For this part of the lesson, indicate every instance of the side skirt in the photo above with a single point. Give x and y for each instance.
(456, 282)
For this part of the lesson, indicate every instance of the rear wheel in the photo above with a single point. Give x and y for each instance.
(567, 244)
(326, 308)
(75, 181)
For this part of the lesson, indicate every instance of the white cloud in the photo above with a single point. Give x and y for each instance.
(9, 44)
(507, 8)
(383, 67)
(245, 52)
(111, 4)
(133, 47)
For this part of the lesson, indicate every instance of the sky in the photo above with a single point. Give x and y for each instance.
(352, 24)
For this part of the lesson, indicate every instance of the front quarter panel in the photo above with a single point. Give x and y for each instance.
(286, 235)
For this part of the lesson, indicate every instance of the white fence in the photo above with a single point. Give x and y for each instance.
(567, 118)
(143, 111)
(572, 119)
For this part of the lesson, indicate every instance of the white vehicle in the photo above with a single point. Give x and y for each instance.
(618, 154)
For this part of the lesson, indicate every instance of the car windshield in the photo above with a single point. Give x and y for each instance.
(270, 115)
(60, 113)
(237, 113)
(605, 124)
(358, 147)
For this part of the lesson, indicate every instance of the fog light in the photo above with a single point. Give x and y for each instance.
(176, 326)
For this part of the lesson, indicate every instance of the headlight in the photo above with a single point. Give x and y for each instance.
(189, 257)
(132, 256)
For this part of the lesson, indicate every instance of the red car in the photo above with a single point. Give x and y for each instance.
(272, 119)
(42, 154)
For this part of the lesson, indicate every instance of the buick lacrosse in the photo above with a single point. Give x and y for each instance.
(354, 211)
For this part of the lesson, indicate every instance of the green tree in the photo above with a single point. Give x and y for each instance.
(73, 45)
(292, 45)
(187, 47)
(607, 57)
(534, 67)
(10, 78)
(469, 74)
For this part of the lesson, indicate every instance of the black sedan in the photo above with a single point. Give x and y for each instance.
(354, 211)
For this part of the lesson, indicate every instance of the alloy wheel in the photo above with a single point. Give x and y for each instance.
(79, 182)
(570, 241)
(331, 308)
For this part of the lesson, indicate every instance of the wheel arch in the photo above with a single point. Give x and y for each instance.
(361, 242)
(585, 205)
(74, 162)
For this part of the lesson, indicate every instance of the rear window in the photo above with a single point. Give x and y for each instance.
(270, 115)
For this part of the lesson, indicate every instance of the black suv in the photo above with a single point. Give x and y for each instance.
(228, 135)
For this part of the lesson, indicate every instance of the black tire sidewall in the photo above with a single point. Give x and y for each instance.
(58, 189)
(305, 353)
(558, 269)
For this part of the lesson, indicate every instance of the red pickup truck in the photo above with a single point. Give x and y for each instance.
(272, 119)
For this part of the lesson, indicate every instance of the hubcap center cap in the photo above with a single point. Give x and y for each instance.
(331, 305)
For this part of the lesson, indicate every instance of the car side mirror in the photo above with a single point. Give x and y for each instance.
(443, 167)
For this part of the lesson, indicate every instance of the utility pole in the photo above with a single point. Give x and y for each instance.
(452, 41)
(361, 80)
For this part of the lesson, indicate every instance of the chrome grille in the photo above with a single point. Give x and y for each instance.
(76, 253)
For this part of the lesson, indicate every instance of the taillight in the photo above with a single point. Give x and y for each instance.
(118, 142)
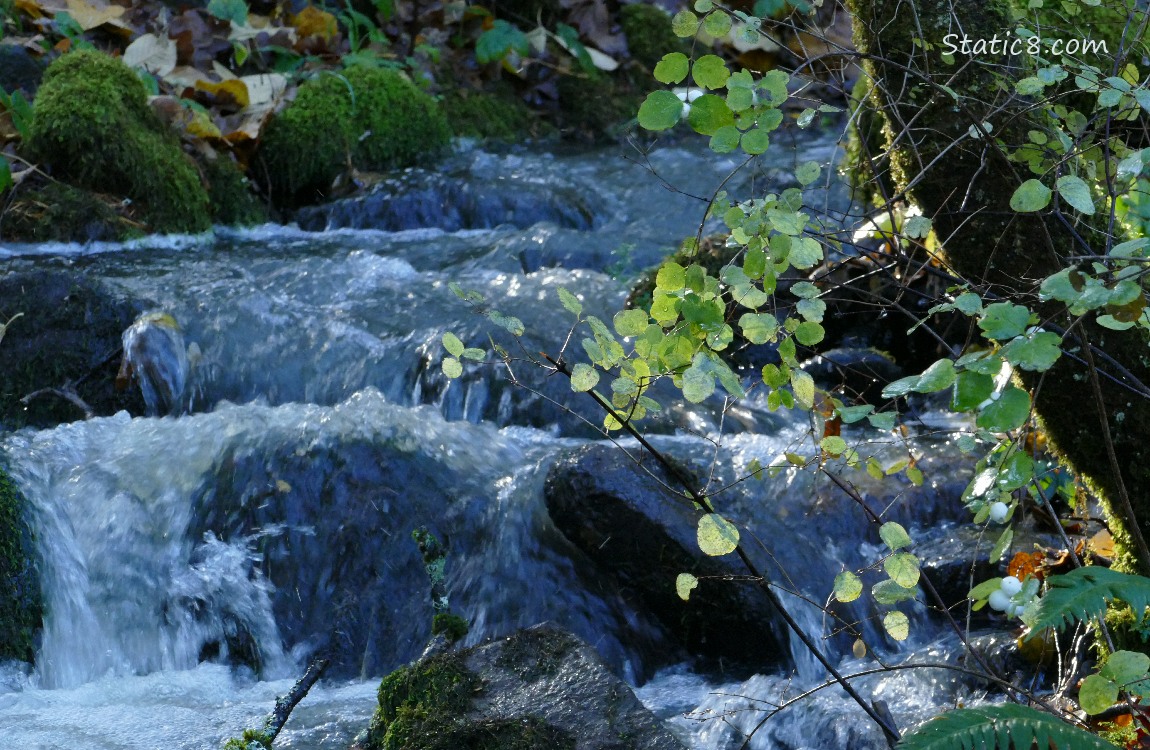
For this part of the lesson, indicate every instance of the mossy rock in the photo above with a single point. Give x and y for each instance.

=======

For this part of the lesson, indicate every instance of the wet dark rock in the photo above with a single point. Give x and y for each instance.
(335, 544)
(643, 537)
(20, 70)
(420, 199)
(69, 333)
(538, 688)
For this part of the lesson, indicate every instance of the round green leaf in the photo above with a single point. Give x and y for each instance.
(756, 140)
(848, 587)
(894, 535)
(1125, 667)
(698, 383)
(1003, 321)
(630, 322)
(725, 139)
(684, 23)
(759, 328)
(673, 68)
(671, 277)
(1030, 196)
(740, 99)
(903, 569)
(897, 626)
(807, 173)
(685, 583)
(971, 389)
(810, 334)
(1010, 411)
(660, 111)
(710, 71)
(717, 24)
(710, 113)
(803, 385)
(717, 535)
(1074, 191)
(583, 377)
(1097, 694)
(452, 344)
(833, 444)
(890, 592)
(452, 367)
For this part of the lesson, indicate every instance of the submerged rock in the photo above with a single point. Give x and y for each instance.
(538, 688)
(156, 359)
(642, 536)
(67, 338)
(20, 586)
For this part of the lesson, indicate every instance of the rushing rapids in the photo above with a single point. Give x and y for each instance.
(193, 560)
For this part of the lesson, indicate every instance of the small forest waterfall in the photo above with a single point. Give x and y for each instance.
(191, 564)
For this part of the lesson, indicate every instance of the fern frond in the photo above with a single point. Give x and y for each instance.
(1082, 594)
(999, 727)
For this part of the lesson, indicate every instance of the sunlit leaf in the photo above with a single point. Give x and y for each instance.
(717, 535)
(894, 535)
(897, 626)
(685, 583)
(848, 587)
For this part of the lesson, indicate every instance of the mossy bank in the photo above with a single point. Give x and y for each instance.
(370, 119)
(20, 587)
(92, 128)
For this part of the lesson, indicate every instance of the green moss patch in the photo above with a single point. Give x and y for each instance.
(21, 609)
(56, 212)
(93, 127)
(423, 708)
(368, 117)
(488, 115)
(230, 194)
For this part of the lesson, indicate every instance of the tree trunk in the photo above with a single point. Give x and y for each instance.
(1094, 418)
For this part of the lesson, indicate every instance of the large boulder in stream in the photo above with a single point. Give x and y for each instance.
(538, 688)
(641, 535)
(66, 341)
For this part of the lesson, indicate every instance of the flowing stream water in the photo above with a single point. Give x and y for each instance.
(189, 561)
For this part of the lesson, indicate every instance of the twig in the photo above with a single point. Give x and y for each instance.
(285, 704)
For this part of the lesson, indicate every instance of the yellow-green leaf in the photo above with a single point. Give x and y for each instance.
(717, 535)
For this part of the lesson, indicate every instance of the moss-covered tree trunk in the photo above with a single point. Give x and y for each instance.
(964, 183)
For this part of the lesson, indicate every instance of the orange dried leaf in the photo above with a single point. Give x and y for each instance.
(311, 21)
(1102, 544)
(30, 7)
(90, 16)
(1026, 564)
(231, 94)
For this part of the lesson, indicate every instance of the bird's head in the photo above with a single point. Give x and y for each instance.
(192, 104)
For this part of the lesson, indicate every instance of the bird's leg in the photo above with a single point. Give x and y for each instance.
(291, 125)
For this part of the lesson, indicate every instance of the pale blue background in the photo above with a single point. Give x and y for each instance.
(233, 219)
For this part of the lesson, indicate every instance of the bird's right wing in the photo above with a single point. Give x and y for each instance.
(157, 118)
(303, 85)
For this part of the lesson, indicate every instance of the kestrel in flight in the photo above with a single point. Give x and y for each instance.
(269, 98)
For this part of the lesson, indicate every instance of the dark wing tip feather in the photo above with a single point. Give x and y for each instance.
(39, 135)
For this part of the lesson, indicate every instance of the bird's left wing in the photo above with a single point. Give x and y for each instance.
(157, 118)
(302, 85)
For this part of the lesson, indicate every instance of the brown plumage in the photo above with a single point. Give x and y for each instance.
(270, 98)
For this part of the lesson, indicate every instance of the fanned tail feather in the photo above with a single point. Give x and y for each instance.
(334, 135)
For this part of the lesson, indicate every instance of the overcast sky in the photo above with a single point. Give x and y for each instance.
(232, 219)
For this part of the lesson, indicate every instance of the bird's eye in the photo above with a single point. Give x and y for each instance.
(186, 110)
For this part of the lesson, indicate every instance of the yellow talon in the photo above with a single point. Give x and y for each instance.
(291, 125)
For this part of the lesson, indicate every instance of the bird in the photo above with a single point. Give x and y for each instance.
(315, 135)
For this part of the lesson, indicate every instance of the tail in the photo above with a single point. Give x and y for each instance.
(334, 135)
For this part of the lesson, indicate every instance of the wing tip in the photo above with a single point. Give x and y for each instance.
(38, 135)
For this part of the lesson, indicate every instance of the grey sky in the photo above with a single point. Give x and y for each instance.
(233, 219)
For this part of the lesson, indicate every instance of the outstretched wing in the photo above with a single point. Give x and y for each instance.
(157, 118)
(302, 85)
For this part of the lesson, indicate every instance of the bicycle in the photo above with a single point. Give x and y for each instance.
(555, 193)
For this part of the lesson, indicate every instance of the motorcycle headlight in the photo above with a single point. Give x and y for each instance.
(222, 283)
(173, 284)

=======

課題
「the black tire」を含む行から始めて「the mossy rock」を含む行までの記録を、「utility pole」だけを「telephone pole」に置き換えて修正してください。画像は答えに含めず、それ以外は変えないこと。

解答
For this part of the lesson, indicate every instance of the black tire sidewall in the photo above with a single point. Give x and y for each instance.
(58, 189)
(305, 353)
(558, 269)
For this part of the lesson, indicate every instance of the red pickup truck in the photo above with a single point. Give x and y for each instance.
(272, 119)
For this part of the lesson, indicate every instance of the hubcap center cap in the photo above with a single point. Give x and y for each instance.
(331, 305)
For this part of the lesson, indicate every instance of the car side mirror in the photo above with a single point. Give x and y for each instance.
(443, 167)
For this part of the lesson, indicate every instance of the telephone pole in the photo above with a single point. Give x and y for each instance.
(452, 41)
(361, 80)
For this part of the lesson, indicate every instance of the chrome grille in the photo above with a single point. Give x and y for each instance.
(76, 253)
For this part of the lesson, indicate every instance of the taillight in the photo above with a single point. Give x and y for each instance.
(118, 142)
For this part of the lesson, indicate every instance of the mossy rock in the photo above with a single point. Give x and y for each instance.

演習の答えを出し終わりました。